### [Task requirements]
Put the lines of the records into a numbered list, leaving out blank lines, starting at the line that contains "outcrop with a point in the photo above." and running through the end of the records, both ends included.

Dataset records

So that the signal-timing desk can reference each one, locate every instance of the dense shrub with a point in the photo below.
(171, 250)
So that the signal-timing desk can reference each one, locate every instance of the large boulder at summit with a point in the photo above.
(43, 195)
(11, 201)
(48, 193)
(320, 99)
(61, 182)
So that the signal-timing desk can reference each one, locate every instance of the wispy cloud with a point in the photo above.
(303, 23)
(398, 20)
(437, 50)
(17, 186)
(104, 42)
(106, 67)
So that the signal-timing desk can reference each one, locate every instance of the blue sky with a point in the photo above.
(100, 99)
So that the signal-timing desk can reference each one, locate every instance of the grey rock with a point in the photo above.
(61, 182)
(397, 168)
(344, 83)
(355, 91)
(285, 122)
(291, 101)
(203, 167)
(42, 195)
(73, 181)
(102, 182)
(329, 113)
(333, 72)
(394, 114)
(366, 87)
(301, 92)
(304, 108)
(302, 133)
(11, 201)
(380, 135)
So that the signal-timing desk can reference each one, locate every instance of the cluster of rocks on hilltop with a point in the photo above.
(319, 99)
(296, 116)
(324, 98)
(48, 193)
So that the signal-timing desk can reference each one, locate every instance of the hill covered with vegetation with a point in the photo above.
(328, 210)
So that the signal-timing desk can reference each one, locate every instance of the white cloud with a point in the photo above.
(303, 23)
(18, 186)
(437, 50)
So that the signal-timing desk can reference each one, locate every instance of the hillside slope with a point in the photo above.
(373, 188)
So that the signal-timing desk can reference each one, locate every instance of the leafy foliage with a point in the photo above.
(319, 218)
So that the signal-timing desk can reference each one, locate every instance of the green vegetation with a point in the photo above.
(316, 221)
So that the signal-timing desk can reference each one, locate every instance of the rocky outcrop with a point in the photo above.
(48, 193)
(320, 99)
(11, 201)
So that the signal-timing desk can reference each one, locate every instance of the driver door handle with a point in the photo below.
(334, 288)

### [Answer to the task]
1. So that the signal-timing desk can reference each one, locate every instance of the rocky outcrop with a point in the photo above.
2. (48, 193)
3. (320, 99)
4. (11, 201)
5. So that the signal-timing desk can reference each one, locate every instance of the driver door handle with a point in the photo below.
6. (334, 288)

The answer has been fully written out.